[Problem 1] List every passage that appears inside double quotation marks in the source text on argumentative forms, in the order in which they occur.
[Problem 2] Retype the portion of the source text on argumentative forms between "Ergo: the concession" and "variety of unaccountability.", inclusive.
[Problem 3] Write what comes next in the source text on argumentative forms, continuing from where it stops.

[Source text]

== Segment start ==

This is, at best, also emotive and a manipulation–in fact just an argumentative form of stroking.
Many examples above.
Argumentum a concessione perhaps?
Concession: “Yes, X was begun by shady characters”
Desideratum: “Those who oppose the continuation of X are worse than shady characters.”
Ergo: the concession has no force or relevance to the point at hand, which is the desideratum.
Other variations: “That was then, this is now”.
Often used to display another variety of unaccountability.
Merely by the way, this is something subtly different from anticipating and admitting objections.
Or simply ignoring them. See above.
Sunt igitur duae memoriae: una naturalis, altera artificiosa.
Or pretending to have answered them. See above.
If there is no obligation to respond, where the need to display or pretend?
Do I owe you something, my dear fellow, including an answer to your childish misreading and supposed “objections”, and even more to your naively phrased pretenses at logic?
“A suppressed and PROBABLY false premise”–you must be a college student, at best, chronologically or otherwise.
I grant that that was amusing, and I almost commented on it earlier in that slight time in which you jumped to the conclusion that I had not had time to read your precious, clumsy prose.

== Segment end ==

[Material shown]
== Segment start ==

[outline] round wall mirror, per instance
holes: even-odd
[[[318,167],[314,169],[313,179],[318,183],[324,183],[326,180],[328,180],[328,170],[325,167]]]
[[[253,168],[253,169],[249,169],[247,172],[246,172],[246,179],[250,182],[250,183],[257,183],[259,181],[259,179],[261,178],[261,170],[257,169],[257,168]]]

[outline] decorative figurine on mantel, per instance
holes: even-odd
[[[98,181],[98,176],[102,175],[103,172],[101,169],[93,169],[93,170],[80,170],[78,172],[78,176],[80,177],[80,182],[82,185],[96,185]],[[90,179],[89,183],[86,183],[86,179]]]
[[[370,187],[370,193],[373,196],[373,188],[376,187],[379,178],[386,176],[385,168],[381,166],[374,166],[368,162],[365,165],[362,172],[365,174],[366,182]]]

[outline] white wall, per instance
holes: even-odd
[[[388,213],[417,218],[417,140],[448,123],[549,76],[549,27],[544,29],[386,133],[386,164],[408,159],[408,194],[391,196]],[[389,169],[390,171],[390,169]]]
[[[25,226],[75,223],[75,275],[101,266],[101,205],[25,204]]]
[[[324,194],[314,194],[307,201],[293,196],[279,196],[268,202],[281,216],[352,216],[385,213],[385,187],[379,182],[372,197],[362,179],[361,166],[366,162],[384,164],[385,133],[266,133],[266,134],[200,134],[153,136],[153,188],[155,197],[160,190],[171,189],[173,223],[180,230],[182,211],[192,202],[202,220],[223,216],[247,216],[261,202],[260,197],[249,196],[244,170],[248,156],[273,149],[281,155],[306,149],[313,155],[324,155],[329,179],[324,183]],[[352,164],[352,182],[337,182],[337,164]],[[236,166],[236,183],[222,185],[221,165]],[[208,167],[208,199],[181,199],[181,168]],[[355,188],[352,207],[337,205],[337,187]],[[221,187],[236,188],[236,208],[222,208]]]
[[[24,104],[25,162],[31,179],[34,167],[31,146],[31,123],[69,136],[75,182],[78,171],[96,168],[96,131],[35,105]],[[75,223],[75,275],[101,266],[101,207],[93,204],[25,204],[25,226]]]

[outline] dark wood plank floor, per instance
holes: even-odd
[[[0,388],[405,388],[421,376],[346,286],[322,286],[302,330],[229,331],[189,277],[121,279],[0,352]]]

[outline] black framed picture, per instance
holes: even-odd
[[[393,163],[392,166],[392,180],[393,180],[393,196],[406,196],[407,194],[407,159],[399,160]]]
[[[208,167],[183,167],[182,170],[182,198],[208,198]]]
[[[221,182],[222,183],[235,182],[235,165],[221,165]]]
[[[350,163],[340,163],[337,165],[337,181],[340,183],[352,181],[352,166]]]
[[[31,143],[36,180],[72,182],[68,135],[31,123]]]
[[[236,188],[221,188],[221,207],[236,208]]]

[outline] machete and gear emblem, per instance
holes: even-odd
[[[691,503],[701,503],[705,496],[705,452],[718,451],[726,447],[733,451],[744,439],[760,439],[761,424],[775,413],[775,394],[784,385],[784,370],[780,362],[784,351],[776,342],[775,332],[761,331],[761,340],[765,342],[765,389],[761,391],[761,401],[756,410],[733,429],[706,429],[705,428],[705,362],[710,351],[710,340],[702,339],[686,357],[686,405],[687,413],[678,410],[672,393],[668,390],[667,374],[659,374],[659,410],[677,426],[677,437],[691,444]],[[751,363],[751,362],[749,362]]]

== Segment end ==

[Exercise result 1]
1. Yes, X was begun by shady characters
2. Those who oppose the continuation of X are worse than shady characters.
3. That was then, this is now
4. objections
5. A suppressed and PROBABLY false premise

[Exercise result 2]
Ergo: the concession has no force or relevance to the point at hand, which is the desideratum.
Other variations: “That was then, this is now”.
Often used to display another variety of unaccountability.

[Exercise result 3]
Fifteen years is probably not worth the wait.
Well, what do you know. Again, you fail to engage. Now I’m childish, naive, immature, precious, and clumsy, and, still, you haven’t explained to me (or to anyone else still reading this far down the page after your eleven (!) consecutive posts) why my objections did not thoroughly destroy your argument.
Obviously you have no “obligation” to respond. On the other hand, it verges on hilariously ironic that in a comments thread in which you extol the virtues of accountability, you arrogate yourself to a position of dialectical immunity by not only failing to respond to criticism, but by mocking those who disagree with you. It’s like you’re channeling the Bush Administration.
Let’s just assume that it would take me an infinite period of time to understand why you think my objections fail without your explaining it to me, so that you can stop your little game of adding five years to your estimates in every post. Let’s also assume that it will take you an infinite period of time to disarm my objections by foisting on me ever more blatant and ridiculous ad hominems, so that you can stop dodging the question at issue.
Explain to me, slowly and carefully if you think that’s what I need, why your argument holds up. Surely with your expert grasp of logic and your flawless prose this should not be such a difficult task?
No doubt you hold the view that I am too stupid to understand any rebuttal you’d care to offer. But first, you haven’t even tried to reason with me yet–all you’ve done is call me names. And second, since you apparently have enough time to lavish on this forum that you can babble on even when no one is listening, so your excuse cannot be that. If you had offered me a response twenty posts ago, we would already be done with this. All you’re doing now is bragging about winning a fight you haven’t even fought yet.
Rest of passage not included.